## Brano estratto
* * * * *
Vi è mai capitato di intervistare un eroe?

Vi è mai capitato di poter incontrare e addirittura intervistare un protagonista della storia mondiale? Un uomo che ha materialmente “fatto la storia”.

A me è capitato e sono onorato di aver conosciuto il Generale Jovan Divjak, il serbo che difese Sarajevo, la sua Sarajevo che ha narrato nel libro “Sarajevo, mon amour“.

Jovan ci ha lasciato l’8 aprile e questa intervista realizzata nel novembre 2018 è il mio personale omaggio. Oltre al testo trovate anche la registrazione originale dell’intervista.

Buon viaggio Generale!

Vi è mai capitato di intervistare un eroe?
Di scambiare idee e vita con un un uomo che per una parte di mondo è considerato come il salvatore, l’uomo che è riuscito a fermare con pochi mezzi un esercito che aveva la fortuna di poter utilizzare i mezzi e le armi di quello che era uno dei più grandi eserciti europei, l’Armata Nazionale Jugoslava?

Io ho avuto questa fortuna e mi piace raccontarvi il mio incontro con il generale Jovan Divjak, il serbo difensore di Sarajevo, ma non solo.
L’uomo per cui Sarajevo era tutto al di là della nazionalità di chi l’abitasse.
L’incontro con Divjak è avvenuto circa un mese fa (il 13 novembre 2018 per la precisione) nella sede dell’Associazione da lui diretta, OGBH (Obrazovanje Gradi Bosnu i Hercegovinu/Education Builds Bosnia anad Herzogovina).

Ma prima di questo incontro vis a vis, qualche anno prima ci fu una incredibile e inaspettata telefonata.
Ero stato a Sarajevo, solo per un giorno, e avevo deciso di tentare la sorte cercando di incontrare Divjak. Così mi feci portare da un taxi a Grbavica nella sede dell’Associazione, ma per motivi lavorativi il Generale Divjak non era in ufficio.
Ci rimasi male, naturalmente, ero dispiaciuto di non averlo potuto incontrare, anche se ero contento di aver potuto visitare i locali dell’Associazione e parlare con chi vi lavorava.
* * * * *
## Dati
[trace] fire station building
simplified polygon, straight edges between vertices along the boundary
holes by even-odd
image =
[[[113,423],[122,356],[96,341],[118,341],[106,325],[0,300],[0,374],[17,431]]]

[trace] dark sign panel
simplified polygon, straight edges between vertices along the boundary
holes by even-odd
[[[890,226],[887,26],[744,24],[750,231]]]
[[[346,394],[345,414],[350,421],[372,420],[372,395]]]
* * * * *
## Lavoro richiesto
Trascrivi fedelmente la parte del brano sull'intervista al generale Divjak compresa tra "Io ho avuto" e "era in ufficio.", estremi inclusi.

## Risposta
Io ho avuto questa fortuna e mi piace raccontarvi il mio incontro con il generale Jovan Divjak, il serbo difensore di Sarajevo, ma non solo.
L’uomo per cui Sarajevo era tutto al di là della nazionalità di chi l’abitasse.
L’incontro con Divjak è avvenuto circa un mese fa (il 13 novembre 2018 per la precisione) nella sede dell’Associazione da lui diretta, OGBH (Obrazovanje Gradi Bosnu i Hercegovinu/Education Builds Bosnia anad Herzogovina).

Ma prima di questo incontro vis a vis, qualche anno prima ci fu una incredibile e inaspettata telefonata.
Ero stato a Sarajevo, solo per un giorno, e avevo deciso di tentare la sorte cercando di incontrare Divjak. Così mi feci portare da un taxi a Grbavica nella sede dell’Associazione, ma per motivi lavorativi il Generale Divjak non era in ufficio.